What is expected.
Scan the records for the line containing "Definition of the keypoint: for every instance of the cross"; extract it and all later lines, verbatim, through the end, and nothing before it.
====== Given data ======
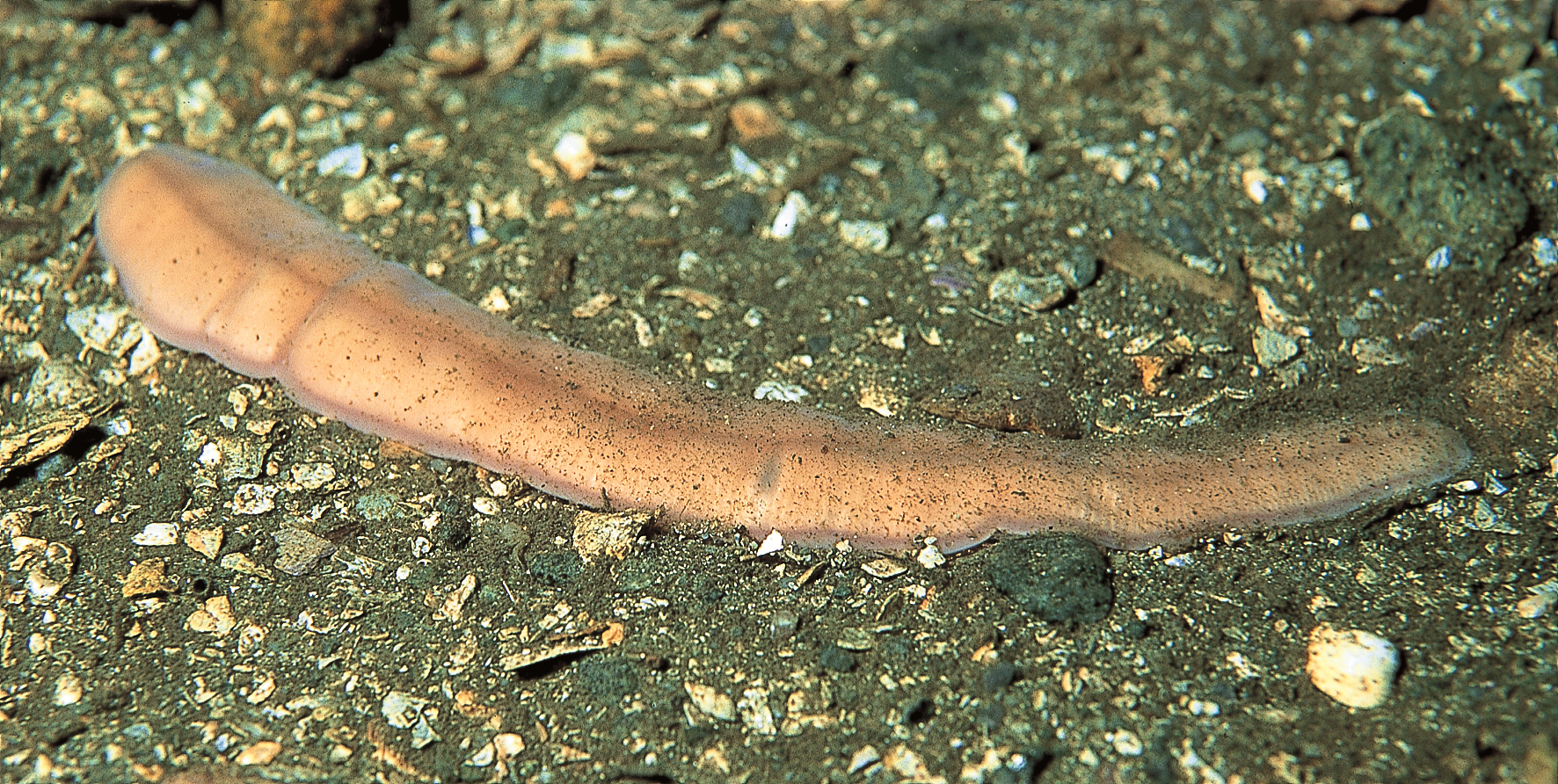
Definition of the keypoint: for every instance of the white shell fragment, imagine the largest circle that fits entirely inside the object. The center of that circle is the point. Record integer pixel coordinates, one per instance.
(1273, 348)
(157, 535)
(710, 701)
(1351, 666)
(865, 236)
(772, 544)
(573, 156)
(346, 161)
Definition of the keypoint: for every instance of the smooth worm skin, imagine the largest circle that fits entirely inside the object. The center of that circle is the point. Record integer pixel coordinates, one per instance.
(217, 261)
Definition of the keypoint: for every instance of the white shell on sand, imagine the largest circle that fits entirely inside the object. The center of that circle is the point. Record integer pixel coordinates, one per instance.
(1351, 666)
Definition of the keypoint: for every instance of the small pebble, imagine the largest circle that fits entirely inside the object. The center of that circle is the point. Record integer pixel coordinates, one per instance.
(867, 236)
(346, 161)
(1013, 287)
(1438, 261)
(573, 156)
(1351, 666)
(300, 550)
(1273, 348)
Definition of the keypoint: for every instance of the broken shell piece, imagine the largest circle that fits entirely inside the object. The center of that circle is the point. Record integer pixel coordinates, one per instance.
(573, 155)
(300, 550)
(1351, 666)
(710, 701)
(147, 578)
(1013, 287)
(157, 535)
(601, 534)
(212, 618)
(69, 689)
(260, 753)
(205, 541)
(884, 568)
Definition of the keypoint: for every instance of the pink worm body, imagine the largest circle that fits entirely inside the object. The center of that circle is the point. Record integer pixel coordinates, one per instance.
(217, 261)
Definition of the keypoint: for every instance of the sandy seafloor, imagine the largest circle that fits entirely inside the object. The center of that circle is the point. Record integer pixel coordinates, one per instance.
(988, 141)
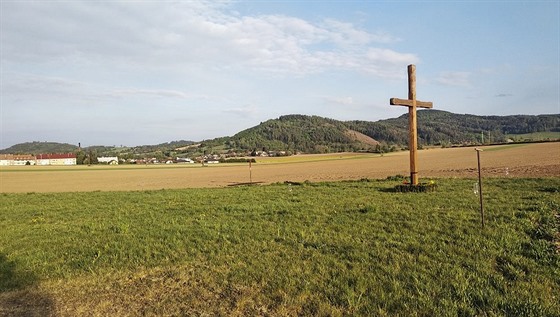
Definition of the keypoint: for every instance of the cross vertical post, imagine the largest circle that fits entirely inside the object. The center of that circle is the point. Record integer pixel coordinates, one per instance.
(412, 104)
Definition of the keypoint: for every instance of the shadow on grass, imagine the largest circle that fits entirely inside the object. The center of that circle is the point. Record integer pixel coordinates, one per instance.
(18, 294)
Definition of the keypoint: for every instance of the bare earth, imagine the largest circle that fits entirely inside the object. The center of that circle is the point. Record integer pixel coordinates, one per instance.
(525, 160)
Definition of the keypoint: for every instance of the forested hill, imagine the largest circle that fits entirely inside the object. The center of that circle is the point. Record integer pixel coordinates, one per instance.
(437, 127)
(312, 134)
(299, 133)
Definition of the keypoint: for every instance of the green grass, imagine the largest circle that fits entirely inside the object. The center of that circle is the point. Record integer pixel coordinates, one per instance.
(343, 248)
======
Task solution.
Definition of the keypoint: for every instance of the cross vertical post, imagine the largest circle that fits entirely inside the object. The center of that circle is the point. Record integer pixel coordinates, one per instance.
(412, 104)
Definition of the keypoint: for every instance of the shadow on grass, imagine the largest circle that fits entirely inside the object. The center of that circle is the point. Record integer pixel coordinates, one per instance.
(18, 294)
Definition of the keypoint: for every instance of the bare earth, imagine the largest circle that fits entirely inside the object. The center of that circle is the point. Record integer pixel coordinates, one per instance.
(525, 160)
Definition of the keypoint: for every instance of the forested hill, imagine the largest circle that fits entirely inside the object. The center of that circle is the point. Record integer pixel coordinates, one per instance.
(437, 127)
(312, 134)
(299, 133)
Definition of the keypoint: for every instance of the green grass, imagine the largest circle that fits entirely inside the object. The center of that circle is the point. Record integer pixel coordinates, one per instance.
(343, 248)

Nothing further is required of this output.